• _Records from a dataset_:
· · · · ·
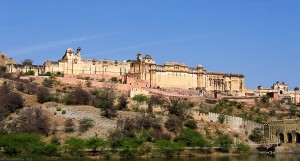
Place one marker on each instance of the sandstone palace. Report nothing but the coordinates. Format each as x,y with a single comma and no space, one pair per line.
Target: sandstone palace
142,72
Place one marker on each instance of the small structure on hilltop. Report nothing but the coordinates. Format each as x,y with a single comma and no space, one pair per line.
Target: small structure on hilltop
279,91
140,73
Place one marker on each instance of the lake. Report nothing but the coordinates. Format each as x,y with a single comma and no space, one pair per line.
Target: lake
278,157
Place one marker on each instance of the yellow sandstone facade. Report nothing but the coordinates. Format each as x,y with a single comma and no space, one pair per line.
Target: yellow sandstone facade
142,72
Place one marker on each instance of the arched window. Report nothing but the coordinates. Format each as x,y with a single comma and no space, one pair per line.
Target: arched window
281,138
297,138
289,138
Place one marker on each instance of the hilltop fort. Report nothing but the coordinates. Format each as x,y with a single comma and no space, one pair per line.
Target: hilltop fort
142,72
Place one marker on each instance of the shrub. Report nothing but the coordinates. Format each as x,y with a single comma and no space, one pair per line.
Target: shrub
2,69
16,144
114,79
48,74
256,135
192,124
173,124
168,148
48,82
122,102
155,101
140,98
95,143
85,124
192,138
11,101
30,72
27,62
178,107
221,119
88,83
243,148
225,142
42,94
30,88
75,146
69,125
79,96
32,120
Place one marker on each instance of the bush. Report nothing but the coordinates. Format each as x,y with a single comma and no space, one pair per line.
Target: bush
221,119
95,143
27,62
48,74
21,145
75,146
114,79
85,124
140,98
225,142
30,72
155,101
256,135
51,150
168,148
192,138
173,124
192,124
69,125
48,83
11,101
33,120
122,102
42,94
79,96
2,69
88,83
243,148
178,107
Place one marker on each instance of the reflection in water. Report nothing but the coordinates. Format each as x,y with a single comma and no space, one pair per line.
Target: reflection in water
279,157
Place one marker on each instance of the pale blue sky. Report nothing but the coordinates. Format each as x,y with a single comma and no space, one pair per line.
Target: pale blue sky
259,38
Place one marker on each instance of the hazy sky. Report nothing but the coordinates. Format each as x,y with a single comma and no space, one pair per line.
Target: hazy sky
259,38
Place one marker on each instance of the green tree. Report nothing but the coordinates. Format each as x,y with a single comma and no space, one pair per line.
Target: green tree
74,146
221,118
85,124
2,69
243,148
169,148
140,98
192,138
192,124
178,107
21,144
293,110
94,143
27,62
225,142
256,135
122,102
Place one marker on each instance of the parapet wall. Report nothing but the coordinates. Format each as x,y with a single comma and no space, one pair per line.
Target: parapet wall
235,123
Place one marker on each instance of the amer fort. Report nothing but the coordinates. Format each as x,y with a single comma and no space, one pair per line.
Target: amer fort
142,76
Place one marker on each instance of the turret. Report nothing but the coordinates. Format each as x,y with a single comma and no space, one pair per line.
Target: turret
78,51
139,56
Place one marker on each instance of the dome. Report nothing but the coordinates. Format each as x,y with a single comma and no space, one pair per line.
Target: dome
148,56
69,50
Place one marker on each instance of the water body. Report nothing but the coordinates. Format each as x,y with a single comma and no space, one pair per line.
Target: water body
278,157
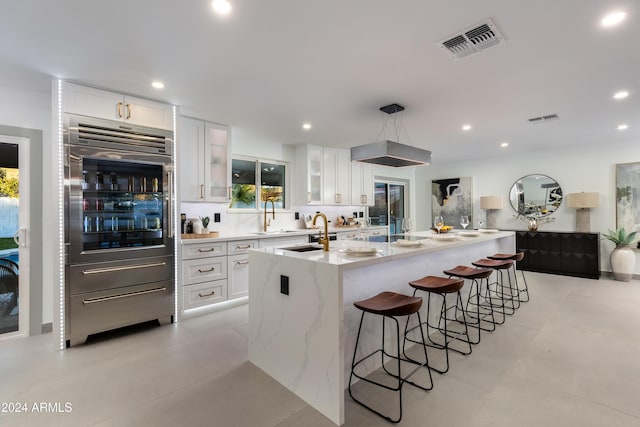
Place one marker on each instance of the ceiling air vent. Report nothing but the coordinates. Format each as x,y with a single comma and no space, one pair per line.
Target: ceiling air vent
543,119
472,40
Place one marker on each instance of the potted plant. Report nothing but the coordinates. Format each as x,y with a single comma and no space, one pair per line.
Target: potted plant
622,258
205,224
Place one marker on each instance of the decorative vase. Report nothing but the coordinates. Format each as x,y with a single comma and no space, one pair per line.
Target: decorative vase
623,263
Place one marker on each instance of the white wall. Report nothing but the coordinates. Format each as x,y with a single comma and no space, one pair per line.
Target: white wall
25,101
589,170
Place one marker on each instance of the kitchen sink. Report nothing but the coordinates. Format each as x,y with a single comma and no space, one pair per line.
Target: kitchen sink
306,248
263,233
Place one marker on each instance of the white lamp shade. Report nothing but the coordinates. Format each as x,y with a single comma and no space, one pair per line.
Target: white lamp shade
491,202
583,200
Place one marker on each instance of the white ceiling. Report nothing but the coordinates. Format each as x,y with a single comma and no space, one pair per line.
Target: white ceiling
271,65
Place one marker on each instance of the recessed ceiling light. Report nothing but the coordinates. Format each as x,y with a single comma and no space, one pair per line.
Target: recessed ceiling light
222,7
613,19
621,95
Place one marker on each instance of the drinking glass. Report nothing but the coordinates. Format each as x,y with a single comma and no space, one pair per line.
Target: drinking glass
406,225
481,220
464,221
438,222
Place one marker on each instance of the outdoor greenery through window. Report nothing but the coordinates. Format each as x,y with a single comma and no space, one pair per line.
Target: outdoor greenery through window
254,182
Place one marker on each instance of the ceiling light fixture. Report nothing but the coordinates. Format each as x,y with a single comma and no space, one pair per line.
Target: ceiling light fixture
621,94
613,19
221,7
391,153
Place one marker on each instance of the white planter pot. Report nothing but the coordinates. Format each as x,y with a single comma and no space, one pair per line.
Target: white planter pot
623,263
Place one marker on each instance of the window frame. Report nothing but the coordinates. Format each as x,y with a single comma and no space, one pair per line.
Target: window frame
258,162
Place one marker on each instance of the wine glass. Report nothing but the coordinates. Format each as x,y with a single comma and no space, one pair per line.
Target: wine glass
481,220
464,221
406,225
438,222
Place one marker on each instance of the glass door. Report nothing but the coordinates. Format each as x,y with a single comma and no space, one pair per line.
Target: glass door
13,243
390,205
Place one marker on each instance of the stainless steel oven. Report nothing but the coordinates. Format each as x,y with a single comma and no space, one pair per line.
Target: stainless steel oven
119,228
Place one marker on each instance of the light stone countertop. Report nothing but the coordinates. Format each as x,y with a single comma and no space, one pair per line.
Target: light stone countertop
339,256
224,237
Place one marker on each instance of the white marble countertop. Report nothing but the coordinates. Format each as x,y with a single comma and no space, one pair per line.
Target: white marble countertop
339,250
223,237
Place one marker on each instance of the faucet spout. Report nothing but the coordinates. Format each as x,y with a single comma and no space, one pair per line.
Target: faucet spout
324,241
273,214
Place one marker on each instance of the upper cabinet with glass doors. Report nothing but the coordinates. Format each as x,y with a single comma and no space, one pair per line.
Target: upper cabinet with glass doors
203,151
103,104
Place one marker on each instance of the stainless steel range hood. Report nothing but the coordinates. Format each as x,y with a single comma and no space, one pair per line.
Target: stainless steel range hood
390,153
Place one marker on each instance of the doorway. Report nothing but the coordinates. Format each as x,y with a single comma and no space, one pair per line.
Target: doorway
390,205
14,247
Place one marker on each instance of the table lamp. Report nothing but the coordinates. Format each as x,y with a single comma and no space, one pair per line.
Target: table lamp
583,202
491,204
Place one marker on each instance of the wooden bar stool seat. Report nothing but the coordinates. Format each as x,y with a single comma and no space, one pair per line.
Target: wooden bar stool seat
391,305
520,288
442,286
479,313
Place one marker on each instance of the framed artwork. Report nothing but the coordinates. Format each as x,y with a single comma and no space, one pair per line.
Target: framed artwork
451,198
628,196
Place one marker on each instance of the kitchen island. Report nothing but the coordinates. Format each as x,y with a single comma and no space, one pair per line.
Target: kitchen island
302,322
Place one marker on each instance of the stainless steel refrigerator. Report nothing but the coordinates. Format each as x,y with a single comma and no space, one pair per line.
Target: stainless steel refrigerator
119,229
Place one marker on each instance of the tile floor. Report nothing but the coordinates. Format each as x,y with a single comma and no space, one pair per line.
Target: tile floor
570,357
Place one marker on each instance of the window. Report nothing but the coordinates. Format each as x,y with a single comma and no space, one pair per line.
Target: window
246,193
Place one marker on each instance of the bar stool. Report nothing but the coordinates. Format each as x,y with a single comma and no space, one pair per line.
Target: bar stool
498,267
442,286
482,310
390,305
519,256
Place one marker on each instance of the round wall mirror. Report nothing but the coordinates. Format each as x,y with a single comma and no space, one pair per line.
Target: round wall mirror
535,195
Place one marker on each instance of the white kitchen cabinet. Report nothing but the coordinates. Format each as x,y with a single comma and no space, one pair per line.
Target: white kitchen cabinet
335,176
322,175
362,184
238,267
204,161
88,101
· · · · ·
• _ACTIVITY_:
Return the lines from the line containing "Target: round wall mirror" to the end of the entries above, exactly as they appear and with no other output.

• _COMPLETED TASK_:
Target: round wall mirror
535,195
Place one marker on each instance of the white kitchen cabinet. Report nothing but the coordinates. Format each as x,y with a single comma and no space, one pair per line.
Target: white kitchen cabinet
335,176
322,175
362,184
238,267
204,161
88,101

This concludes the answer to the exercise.